> _WERKINSTRUCTIES_
1. Geef voor elk van de volgende beweringen aan of de tekst over chemotherapie bij baarmoederhalskanker ermee overeenstemt (ja of nee), met de doorslaggevende woorden letterlijk uit de tekst geciteerd. (a) De meeste chemotherapiemedicijnen tegen baarmoederhalskanker worden via een ader toegediend. (b) Cisplatine wordt na de externe bestralingstherapie toegediend. (c) Cisplatine kan met andere chemotherapeutica worden gecombineerd.
2. Beschrijf in één tot drie zinnen in welke situaties chemotherapie alleen volgens de tekst over chemotherapie bij baarmoederhalskanker kan worden gegeven.
3. Zet de tekst over chemotherapie bij baarmoederhalskanker voort, aansluitend op de laatste zin.

> _AANGELEVERDE TEKST_
· · · · ·
Chemotherapie alleen kan worden gegeven wanneer baarmoederhalskanker is uitgezaaid naar verre organen, zoals de longen, of wanneer de kanker is teruggekeerd na andere behandelingen.
De meeste chemotherapiemedicijnen die worden gebruikt om baarmoederhalskanker te behandelen, worden via een ader toegediend met een intraveneus (IV) infuus. Een van de meest gebruikte geneesmiddelen, cisplatine, wordt ongeveer eenmaal per week gedurende enkele uren vóór de externe bestralingstherapie toegediend. Cisplatine kan ook worden gecombineerd met andere chemotherapeutica en om de paar weken vóór de bestraling worden toegediend.
· · · · ·
> _GEGEVENSFRAGMENTEN_
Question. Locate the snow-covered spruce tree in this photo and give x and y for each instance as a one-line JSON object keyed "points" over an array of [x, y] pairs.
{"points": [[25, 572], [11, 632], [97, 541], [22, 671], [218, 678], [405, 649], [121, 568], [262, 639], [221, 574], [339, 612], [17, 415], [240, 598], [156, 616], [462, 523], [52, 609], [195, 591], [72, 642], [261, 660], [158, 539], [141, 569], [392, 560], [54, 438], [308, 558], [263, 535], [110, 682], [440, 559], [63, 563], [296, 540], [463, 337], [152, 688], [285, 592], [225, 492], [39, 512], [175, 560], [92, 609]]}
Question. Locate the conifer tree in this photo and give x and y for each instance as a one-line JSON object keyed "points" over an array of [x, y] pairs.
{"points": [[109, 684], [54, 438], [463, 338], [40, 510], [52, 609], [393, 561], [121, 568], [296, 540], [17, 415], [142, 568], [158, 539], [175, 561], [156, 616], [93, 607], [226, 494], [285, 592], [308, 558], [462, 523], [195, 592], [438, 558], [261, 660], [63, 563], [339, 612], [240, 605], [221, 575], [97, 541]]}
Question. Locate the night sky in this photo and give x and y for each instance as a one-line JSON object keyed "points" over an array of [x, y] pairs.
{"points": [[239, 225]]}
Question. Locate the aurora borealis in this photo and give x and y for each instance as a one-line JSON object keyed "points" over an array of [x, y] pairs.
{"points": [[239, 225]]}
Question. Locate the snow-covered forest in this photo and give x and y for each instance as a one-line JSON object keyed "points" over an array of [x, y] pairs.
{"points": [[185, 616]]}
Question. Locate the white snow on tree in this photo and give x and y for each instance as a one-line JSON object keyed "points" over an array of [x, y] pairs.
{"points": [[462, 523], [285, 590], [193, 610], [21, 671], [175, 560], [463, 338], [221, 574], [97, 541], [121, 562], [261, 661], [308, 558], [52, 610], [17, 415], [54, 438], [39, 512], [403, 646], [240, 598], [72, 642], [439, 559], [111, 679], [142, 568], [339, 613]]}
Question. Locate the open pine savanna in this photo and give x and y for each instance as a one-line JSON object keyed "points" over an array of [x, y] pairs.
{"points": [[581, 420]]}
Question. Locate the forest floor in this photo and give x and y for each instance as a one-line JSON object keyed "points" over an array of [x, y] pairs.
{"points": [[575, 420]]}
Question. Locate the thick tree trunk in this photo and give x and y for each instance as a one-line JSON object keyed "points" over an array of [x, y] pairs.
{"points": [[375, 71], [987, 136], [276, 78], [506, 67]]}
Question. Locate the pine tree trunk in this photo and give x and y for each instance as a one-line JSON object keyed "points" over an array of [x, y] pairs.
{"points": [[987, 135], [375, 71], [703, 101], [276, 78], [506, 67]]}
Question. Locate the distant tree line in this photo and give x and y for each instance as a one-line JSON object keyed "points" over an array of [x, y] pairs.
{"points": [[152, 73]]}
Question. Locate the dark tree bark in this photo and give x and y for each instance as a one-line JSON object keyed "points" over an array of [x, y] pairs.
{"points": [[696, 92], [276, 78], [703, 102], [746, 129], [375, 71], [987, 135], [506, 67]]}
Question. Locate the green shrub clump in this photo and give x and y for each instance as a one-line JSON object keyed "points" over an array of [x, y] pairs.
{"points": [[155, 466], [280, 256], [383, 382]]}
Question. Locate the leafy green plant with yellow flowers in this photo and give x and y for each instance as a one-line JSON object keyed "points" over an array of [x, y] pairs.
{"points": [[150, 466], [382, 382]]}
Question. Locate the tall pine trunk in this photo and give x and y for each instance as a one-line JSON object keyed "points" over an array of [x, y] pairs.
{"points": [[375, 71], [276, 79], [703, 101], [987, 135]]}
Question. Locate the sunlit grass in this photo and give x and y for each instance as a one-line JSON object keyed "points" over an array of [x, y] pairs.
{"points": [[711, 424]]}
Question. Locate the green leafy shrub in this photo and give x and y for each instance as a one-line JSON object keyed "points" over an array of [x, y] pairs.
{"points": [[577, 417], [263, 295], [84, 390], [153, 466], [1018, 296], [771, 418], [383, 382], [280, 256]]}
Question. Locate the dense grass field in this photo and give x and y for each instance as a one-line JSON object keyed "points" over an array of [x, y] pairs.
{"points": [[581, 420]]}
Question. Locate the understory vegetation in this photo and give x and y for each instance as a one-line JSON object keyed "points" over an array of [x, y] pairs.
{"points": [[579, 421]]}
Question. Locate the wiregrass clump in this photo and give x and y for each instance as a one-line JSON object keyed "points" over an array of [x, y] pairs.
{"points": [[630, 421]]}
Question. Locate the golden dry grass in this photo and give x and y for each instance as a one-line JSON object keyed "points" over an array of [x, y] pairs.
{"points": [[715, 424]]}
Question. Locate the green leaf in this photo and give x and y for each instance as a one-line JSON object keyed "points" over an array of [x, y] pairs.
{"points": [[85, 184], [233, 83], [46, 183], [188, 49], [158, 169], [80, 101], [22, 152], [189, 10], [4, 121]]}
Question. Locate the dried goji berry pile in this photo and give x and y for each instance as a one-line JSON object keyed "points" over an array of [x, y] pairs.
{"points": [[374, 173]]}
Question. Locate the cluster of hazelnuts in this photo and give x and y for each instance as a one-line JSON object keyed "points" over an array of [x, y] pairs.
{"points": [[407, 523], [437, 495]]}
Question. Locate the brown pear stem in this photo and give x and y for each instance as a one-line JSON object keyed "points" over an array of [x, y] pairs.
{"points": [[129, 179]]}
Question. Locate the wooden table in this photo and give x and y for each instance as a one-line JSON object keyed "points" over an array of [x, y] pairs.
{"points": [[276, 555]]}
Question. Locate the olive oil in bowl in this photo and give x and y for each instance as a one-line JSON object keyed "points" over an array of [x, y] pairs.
· · · · ·
> _ANTWOORDEN PER OPDRACHT_
1.
(a) Ja: "worden via een ader toegediend met een intraveneus (IV) infuus"
(b) Nee: "vóór de externe bestralingstherapie toegediend"
(c) Ja: "Cisplatine kan ook worden gecombineerd met andere chemotherapeutica"

2. Chemotherapie alleen kan worden gegeven wanneer baarmoederhalskanker is uitgezaaid naar verre organen, zoals de longen. Dat kan ook wanneer de kanker is teruggekeerd na andere behandelingen.

3.
Onze artsen kunnen bevacizumab, een monoklonaal antilichaam, ook bekend als Avastin®, toevoegen aan de chemotherapie. Deze gerichte therapie bestaat uit antilichamen – immuuneiwitten die lichaamsvreemde stoffen zoals virussen verwijderen – die zich aan het oppervlak van kankercellen hechten. Monoklonale antilichamen verstoren de vorming van bloedvaten die tumoren laten groeien. Door zich te richten op kankercellen en niet op gezond weefsel, kunnen ze minder bijwerkingen veroorzaken dan conventionele chemotherapie, hoewel bevacizumab een stijging van de bloeddruk veroorzaakt bij sommige vrouwen die het innemen.